**TRAVAIL À FAIRE**
[A] Répondez aux questions suivantes d'après l'extrait.
(i) À quelle date la réponse a-t-elle été donnée ?
(ii) Entre quelles dates le rapport de l'EMCDDA a-t-il été réalisé ?
(iii) Quel avertissement les magasins en ligne utilisent-ils le plus souvent ?
[B] Recopiez tout ce qui va de « 23/12/2011Envoi question » jusqu'à « posée en néerlandais) » dans l'extrait, en remplaçant « néerlandais » par « français ».

**EXTRAIT DU DOCUMENT**

::::::::::

Drogues synthétiques - Legal highs - Vente - Drugsshops online - Liste de produits interdits

commerce électronique
trafic illicite
trafic de stupéfiants
substance psychotrope
Europol

Chronologie

23/12/2011Envoi question
27/3/2012Réponse

Réintroduction de : question écrite 5-3896

Question n° 5-5020 du 23 décembre 2011 : (Question posée en néerlandais)

Le contrôle du trafic de drogue à l'échelle internationale est devenu de plus en plus difficile avec l'arrivée de l'internet. C'est ce qui ressort du rapport de l'Observatoire européen des drogues et des toxicomanies (EMCDDA), réalisé entre le 25 janvier et le 5 février 2010 et portant sur les « drugsshops online ». Ces magasins sont accessibles à tout utilisateur internet européen qui souhaite acheter des « psychédéliques légaux », des « spice », GHB/GBL ou des champignons hallucinogènes. Le rapport « Online sales of new psychoactive substances/legal Highs: Summary of results from the 2011 multilingual snapshots » identifiait, en juillet 2011, 631 magasins en ligne responsables de la vente de nouvelles substances psychoactives qui ont été expédiées vers au moins un État membre de l'Union européenne (UE). Cela représente le double du nombre de magasins relevés en janvier 2011. Le terme « psychédélique légal » englobe des produits très différents : des mélanges d'herbes à des drogues synthétiques ou drogues « designer » aux drogues récréatives. En outre, ces produits sont vendus comme désodorisants, encens aromatique ou sels de bain. Ces produits sont soumis à des mesures imposées par le pays où ils sont vendus. Pour ces raisons, le site web de certains drugsshops online publie une liste des pays où l'envoi n'est pas possible. Cela varie d'un produit à l'autre. Ces sites web incitent également l'acheteur à vérifier le statut légal du pays d'origine. Sur 30 des 170 (18 %) magasins en ligne, examinés en janvier 2010, on a trouvé des restrictions sur les livraisons. En juillet 2011, ce nombre est passé à 253 sur 631 magasins en ligne (40 %). L'avertissement le plus fréquent utilisé par les magasins en ligne est que les produits ne sont pas destinés à être consommés par l'homme.

::::::::::

**DONNÉES FOURNIES**
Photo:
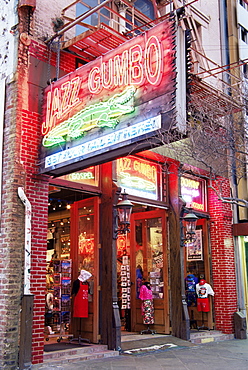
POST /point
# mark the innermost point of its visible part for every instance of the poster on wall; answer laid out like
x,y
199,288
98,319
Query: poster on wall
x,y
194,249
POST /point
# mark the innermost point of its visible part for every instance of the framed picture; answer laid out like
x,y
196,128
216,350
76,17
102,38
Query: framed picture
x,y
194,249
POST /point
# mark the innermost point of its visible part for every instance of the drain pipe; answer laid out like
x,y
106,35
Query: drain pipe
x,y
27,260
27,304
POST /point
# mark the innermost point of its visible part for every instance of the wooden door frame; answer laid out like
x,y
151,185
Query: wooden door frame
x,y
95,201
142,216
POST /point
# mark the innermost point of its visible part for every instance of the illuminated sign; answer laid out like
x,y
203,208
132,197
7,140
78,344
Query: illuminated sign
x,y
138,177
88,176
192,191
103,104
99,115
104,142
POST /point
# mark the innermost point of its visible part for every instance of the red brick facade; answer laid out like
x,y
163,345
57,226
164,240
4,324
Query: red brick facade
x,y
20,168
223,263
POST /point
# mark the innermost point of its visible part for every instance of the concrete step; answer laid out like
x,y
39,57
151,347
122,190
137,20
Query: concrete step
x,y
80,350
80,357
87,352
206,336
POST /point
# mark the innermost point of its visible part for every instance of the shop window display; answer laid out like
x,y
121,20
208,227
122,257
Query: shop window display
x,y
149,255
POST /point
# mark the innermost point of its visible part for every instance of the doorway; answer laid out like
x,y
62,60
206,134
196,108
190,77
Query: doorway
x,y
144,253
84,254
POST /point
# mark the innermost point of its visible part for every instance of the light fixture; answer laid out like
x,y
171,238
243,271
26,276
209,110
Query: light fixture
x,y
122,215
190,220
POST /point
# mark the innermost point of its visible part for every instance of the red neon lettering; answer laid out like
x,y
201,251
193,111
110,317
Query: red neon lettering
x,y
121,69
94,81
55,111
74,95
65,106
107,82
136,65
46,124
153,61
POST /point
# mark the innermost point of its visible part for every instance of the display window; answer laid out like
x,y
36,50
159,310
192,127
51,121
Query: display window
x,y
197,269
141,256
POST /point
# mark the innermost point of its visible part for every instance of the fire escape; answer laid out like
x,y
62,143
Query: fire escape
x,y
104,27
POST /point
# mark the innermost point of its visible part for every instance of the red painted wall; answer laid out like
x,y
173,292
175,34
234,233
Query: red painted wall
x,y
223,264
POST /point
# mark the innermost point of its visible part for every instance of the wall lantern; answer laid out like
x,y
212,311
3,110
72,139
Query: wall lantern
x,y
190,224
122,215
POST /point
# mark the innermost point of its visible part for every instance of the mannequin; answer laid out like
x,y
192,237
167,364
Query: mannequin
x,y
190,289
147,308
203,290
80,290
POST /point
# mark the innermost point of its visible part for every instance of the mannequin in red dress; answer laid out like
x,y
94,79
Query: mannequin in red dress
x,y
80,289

::::::::::

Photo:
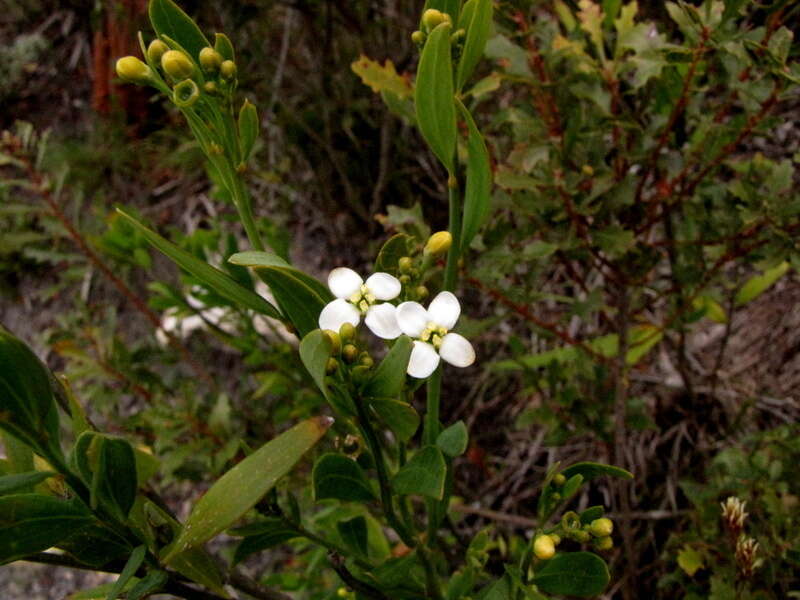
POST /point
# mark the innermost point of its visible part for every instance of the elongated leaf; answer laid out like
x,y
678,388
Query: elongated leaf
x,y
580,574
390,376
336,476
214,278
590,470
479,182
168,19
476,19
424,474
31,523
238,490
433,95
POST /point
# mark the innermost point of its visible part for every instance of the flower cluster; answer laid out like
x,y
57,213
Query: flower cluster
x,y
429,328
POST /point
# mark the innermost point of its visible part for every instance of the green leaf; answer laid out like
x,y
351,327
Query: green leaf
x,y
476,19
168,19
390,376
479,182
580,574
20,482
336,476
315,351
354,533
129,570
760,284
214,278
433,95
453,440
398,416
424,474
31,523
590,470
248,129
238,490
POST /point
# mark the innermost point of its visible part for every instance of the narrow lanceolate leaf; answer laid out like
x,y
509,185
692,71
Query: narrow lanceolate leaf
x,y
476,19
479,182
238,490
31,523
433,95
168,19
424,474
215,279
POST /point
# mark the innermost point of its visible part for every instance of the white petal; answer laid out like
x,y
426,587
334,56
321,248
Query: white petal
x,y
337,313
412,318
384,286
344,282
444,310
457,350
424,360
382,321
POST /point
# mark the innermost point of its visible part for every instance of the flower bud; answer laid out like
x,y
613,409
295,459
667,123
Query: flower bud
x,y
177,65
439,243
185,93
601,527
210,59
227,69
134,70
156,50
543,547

::::::::::

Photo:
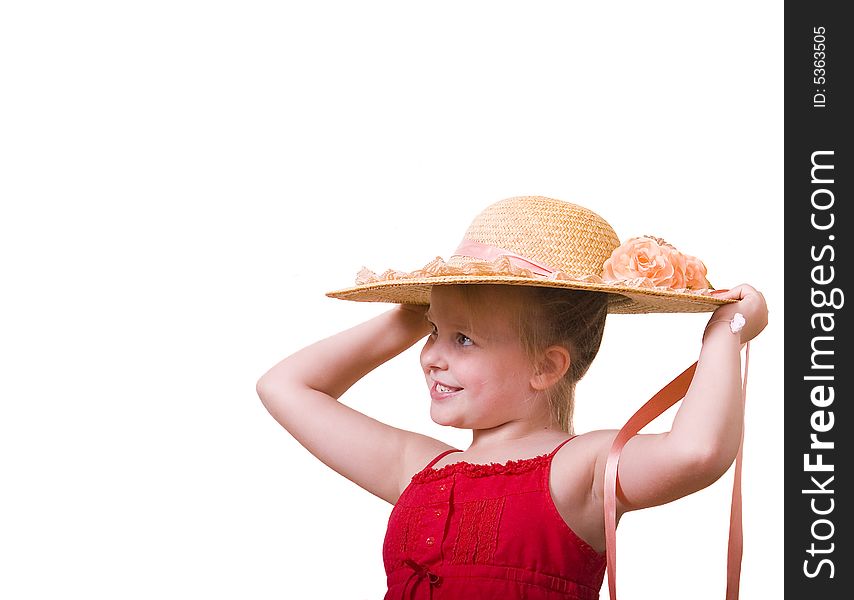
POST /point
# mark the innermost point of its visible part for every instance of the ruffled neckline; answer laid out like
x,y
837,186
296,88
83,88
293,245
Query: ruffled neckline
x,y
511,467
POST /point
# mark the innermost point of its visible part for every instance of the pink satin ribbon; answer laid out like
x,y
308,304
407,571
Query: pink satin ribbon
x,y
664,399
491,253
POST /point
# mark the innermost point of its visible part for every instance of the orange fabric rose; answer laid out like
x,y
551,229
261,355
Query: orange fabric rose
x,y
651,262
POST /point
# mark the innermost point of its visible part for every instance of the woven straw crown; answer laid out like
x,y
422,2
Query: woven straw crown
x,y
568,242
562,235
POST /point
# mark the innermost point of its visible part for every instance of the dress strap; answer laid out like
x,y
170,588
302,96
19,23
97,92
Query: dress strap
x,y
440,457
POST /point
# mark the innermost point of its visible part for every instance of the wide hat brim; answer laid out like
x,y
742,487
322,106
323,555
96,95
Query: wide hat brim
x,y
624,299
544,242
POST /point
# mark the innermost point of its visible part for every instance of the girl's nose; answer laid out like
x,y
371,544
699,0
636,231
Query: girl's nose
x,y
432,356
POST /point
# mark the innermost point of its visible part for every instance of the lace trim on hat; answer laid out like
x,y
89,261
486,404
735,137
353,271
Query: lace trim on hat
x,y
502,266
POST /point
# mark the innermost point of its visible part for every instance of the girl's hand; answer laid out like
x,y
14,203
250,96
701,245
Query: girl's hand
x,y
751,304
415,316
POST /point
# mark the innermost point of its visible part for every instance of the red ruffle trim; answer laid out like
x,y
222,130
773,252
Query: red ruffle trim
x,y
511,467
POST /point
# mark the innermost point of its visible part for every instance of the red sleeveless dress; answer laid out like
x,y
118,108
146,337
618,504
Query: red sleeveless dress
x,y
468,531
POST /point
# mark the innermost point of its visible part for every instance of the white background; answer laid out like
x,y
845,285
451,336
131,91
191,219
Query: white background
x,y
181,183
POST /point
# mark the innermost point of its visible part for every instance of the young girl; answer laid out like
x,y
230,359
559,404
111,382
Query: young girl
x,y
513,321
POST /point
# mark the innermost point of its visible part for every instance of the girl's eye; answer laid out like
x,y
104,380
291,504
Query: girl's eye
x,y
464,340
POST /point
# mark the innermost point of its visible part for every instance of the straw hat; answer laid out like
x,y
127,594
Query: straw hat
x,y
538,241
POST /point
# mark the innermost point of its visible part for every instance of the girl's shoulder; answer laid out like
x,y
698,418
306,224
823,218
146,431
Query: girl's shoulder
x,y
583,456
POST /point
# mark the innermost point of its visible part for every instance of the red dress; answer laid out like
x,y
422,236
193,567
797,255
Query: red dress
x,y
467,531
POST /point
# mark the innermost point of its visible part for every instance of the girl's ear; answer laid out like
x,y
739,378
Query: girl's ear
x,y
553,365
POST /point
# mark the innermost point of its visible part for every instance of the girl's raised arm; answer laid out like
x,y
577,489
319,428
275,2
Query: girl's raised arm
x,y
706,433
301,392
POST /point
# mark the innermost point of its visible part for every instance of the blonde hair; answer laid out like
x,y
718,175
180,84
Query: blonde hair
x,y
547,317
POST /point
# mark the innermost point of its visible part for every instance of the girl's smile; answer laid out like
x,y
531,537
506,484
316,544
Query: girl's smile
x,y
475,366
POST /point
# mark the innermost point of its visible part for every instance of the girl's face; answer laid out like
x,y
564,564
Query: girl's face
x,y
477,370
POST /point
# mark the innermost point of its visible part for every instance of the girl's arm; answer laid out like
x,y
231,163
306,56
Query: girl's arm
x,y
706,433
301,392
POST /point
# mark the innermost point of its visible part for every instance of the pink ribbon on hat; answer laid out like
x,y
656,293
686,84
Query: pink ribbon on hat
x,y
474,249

::::::::::

**EXERCICES CORRIGÉS**
[A]
(i) Le 27/3/2012.
(ii) Entre le 25 janvier et le 5 février 2010.
(iii) Les produits ne sont pas destinés à être consommés par l'homme.

[B]
23/12/2011Envoi question
27/3/2012Réponse

Réintroduction de : question écrite 5-3896

Question n° 5-5020 du 23 décembre 2011 : (Question posée en français)